▶ [Exercise] Output, please, every line from the line that holds "Objective — for every instance of the blue" to the end, exactly as written.

Labeled-object pointing entries
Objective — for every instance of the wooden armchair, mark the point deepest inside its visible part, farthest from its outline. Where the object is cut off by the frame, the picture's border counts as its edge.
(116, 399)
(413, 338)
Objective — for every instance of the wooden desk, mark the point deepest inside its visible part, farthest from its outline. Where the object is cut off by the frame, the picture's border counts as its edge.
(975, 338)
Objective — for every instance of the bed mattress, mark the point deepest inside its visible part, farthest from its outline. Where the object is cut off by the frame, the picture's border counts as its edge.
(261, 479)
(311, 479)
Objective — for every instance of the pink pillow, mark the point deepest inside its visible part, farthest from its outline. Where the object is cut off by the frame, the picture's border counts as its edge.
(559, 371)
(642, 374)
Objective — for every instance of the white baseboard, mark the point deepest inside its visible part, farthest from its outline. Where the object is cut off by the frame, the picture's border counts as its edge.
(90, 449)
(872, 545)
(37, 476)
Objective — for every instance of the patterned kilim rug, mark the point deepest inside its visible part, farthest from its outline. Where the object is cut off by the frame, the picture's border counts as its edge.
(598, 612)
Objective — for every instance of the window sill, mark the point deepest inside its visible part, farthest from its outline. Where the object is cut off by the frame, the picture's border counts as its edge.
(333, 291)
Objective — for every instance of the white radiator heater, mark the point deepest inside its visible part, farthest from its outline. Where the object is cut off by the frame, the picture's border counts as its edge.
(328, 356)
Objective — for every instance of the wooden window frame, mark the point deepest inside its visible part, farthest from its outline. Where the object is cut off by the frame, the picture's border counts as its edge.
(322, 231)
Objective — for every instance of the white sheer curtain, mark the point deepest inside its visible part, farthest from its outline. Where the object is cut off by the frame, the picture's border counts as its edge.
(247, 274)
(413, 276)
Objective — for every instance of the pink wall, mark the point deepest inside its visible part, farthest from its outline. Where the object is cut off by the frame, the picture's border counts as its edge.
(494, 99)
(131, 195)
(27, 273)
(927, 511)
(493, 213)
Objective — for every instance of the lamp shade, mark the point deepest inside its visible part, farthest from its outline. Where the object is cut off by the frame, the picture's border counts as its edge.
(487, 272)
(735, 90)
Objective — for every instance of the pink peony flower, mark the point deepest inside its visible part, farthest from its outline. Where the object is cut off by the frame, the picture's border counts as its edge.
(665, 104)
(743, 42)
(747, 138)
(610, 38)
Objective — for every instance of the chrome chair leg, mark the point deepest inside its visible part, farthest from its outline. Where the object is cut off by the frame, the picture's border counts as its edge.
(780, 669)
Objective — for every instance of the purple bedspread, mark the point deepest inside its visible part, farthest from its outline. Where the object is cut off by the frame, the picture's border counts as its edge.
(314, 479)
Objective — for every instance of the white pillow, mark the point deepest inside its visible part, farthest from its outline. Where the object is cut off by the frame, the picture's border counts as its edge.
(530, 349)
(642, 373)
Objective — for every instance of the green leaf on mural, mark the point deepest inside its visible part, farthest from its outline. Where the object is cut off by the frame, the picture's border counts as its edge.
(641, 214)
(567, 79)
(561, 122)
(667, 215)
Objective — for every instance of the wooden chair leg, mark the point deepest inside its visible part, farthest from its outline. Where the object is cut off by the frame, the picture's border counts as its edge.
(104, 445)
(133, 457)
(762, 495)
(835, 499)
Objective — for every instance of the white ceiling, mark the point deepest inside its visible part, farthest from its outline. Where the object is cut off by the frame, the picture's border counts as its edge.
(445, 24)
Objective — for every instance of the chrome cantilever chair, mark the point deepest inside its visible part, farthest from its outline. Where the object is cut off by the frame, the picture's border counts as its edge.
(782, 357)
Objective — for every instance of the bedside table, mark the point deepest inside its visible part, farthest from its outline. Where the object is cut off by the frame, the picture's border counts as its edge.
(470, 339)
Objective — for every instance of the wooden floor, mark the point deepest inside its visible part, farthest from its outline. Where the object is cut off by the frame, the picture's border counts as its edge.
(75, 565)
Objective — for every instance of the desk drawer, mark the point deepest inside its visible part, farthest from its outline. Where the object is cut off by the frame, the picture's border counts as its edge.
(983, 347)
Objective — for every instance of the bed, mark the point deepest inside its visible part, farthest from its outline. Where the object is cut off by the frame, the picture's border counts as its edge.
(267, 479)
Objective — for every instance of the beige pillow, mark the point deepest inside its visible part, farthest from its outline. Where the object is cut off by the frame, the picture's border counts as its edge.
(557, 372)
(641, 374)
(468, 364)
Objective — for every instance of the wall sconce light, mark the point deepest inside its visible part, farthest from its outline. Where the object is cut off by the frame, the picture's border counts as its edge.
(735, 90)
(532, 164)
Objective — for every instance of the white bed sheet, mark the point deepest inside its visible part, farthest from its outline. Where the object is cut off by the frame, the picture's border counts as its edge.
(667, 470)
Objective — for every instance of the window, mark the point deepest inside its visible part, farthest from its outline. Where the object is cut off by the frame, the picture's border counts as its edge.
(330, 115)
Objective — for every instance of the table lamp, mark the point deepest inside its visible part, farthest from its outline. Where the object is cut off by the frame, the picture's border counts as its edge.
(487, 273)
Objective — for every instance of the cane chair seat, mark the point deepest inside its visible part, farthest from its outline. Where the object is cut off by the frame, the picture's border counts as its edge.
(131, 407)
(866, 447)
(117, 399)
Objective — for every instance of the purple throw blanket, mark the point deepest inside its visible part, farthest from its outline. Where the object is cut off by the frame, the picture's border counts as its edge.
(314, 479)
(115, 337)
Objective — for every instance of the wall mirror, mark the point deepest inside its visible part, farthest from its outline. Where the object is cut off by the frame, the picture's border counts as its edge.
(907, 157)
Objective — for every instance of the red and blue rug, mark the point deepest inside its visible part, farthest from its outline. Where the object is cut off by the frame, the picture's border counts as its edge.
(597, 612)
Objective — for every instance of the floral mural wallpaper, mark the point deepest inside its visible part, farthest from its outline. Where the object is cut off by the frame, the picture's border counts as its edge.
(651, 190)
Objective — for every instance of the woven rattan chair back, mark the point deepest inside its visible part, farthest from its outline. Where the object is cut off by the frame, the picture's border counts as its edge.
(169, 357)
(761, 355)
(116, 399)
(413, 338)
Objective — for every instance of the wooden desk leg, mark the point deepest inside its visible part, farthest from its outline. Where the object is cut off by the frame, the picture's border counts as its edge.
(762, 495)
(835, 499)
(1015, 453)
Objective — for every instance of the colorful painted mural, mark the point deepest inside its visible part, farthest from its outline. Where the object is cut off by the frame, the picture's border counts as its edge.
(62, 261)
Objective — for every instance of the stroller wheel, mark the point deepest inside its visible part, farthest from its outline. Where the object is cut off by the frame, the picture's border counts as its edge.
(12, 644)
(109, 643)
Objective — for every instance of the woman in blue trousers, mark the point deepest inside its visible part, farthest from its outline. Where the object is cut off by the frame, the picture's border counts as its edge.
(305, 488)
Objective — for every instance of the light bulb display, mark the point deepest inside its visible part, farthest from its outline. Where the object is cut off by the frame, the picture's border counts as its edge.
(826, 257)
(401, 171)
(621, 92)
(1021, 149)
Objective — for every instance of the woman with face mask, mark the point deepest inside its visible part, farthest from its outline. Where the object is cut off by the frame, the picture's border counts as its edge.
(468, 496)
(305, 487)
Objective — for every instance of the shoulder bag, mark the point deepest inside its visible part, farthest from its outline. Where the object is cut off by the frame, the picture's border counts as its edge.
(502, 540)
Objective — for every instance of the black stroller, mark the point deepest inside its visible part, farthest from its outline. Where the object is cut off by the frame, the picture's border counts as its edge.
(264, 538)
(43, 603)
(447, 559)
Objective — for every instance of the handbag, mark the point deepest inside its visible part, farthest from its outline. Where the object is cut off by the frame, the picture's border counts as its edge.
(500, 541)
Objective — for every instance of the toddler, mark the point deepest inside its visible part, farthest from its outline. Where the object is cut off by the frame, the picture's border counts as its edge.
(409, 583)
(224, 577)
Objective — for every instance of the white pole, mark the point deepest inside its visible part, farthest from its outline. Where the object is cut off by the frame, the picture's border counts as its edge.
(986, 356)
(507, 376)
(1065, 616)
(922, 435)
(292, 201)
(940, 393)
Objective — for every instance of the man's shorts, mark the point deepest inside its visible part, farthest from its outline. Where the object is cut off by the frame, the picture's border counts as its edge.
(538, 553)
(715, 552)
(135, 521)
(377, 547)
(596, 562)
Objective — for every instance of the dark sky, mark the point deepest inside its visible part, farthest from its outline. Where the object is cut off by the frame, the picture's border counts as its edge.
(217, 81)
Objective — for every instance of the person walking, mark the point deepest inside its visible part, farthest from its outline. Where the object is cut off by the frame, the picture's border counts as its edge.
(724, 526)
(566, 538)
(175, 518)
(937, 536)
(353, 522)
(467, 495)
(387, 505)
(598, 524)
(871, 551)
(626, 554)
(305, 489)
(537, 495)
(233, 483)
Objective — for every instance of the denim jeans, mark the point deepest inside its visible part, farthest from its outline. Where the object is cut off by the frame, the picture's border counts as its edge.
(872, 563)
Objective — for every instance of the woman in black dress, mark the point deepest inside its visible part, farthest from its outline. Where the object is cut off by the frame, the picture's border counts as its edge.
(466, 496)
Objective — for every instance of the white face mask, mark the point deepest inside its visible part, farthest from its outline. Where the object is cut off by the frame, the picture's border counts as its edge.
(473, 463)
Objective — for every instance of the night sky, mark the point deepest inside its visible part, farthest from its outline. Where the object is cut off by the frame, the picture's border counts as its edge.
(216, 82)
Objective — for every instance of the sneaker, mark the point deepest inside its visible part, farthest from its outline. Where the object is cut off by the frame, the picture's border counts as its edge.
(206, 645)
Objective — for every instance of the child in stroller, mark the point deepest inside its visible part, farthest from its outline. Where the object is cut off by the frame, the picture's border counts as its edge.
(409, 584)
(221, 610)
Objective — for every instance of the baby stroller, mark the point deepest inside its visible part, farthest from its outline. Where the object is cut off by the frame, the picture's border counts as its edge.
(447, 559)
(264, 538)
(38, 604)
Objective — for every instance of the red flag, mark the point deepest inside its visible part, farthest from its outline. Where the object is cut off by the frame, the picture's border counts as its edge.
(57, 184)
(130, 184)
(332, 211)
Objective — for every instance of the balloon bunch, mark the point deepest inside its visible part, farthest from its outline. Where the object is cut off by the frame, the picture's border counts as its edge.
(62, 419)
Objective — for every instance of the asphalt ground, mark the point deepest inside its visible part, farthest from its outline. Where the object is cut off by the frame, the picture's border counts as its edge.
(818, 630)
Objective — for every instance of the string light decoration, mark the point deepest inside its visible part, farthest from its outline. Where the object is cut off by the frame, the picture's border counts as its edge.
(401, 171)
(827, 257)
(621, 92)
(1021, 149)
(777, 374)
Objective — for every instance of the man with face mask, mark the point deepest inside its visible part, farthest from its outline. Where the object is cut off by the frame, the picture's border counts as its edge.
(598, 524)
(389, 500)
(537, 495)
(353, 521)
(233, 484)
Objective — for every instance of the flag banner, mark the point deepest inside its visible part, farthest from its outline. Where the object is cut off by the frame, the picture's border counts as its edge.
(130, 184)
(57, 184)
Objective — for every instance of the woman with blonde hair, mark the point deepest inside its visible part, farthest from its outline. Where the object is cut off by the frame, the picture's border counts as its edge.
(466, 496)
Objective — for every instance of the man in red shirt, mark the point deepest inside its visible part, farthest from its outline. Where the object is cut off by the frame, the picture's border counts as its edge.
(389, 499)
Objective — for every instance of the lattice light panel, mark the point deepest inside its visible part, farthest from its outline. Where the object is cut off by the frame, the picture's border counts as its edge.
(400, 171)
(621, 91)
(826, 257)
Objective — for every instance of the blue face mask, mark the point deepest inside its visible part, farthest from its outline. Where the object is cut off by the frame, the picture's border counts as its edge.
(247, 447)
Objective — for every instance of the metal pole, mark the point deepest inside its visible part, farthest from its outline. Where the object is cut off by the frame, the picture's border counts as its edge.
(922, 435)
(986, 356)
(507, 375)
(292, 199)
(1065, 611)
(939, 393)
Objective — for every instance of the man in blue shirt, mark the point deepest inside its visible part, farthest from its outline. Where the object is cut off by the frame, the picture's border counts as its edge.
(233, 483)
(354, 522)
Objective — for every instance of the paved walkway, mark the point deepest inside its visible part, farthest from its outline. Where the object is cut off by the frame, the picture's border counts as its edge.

▶ [Response]
Objective — for every instance of the blue face mask, mark the point deepest inside its visible part, farthest from its outline. Where the object is cut off by the frame, the picture's border counts as its edge.
(247, 447)
Objective — for every instance of the metal pole, mark the point deepest inside its visible part, farthest from its outline. Where the object is cut off by the frame, the picture's border counts as its edge.
(922, 435)
(986, 356)
(507, 375)
(292, 199)
(1065, 611)
(939, 393)
Objective — for every instance of the man in blue shirt, mark the point deepest inside its visible part, farthest from its outline. Where the object is cut off by the frame, the picture's border counts as its edge.
(233, 483)
(354, 522)
Objective — for every instance of the paved walkway, mark the point deepest inside its visible part, farthest from its outline. Where the object is cut off by the frame, the picture's border counts as its edge.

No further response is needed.